§ Objective:
Format the rows below as a JSON list of strings, with one string for each line and any blank lines left out.

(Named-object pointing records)
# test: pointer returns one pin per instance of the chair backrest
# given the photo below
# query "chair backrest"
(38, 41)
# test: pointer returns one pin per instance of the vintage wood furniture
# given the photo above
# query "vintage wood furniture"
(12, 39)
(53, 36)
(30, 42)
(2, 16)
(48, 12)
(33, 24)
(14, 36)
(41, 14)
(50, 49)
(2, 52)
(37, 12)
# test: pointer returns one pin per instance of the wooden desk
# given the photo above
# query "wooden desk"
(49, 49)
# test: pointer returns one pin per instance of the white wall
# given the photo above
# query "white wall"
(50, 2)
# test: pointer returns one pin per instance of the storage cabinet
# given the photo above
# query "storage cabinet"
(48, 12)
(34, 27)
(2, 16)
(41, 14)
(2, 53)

§ Written answer:
[
  "# test: pointer returns one pin per instance of the chair backrest",
  "# given the photo below",
  "# query \"chair backrest\"",
  "(38, 41)",
  "# test: pointer returns one pin per instance of the vintage wood furniture",
  "# given the photo above",
  "# query \"vintage wood furniture\"",
  "(12, 39)",
  "(53, 36)",
  "(30, 42)",
  "(2, 16)",
  "(48, 12)",
  "(33, 24)",
  "(14, 36)",
  "(41, 14)",
  "(50, 49)",
  "(2, 52)",
  "(37, 12)",
  "# test: pointer returns one pin per instance of the wooden desk",
  "# given the photo above",
  "# query \"wooden desk\"",
  "(49, 49)",
  "# test: pointer returns one pin per instance of the white wall",
  "# given the photo above",
  "# query \"white wall\"",
  "(50, 2)",
  "# test: pointer returns one pin per instance of the storage cabinet",
  "# given the photo above",
  "# query \"storage cabinet\"",
  "(48, 12)",
  "(34, 27)",
  "(2, 16)",
  "(41, 14)",
  "(2, 53)"
]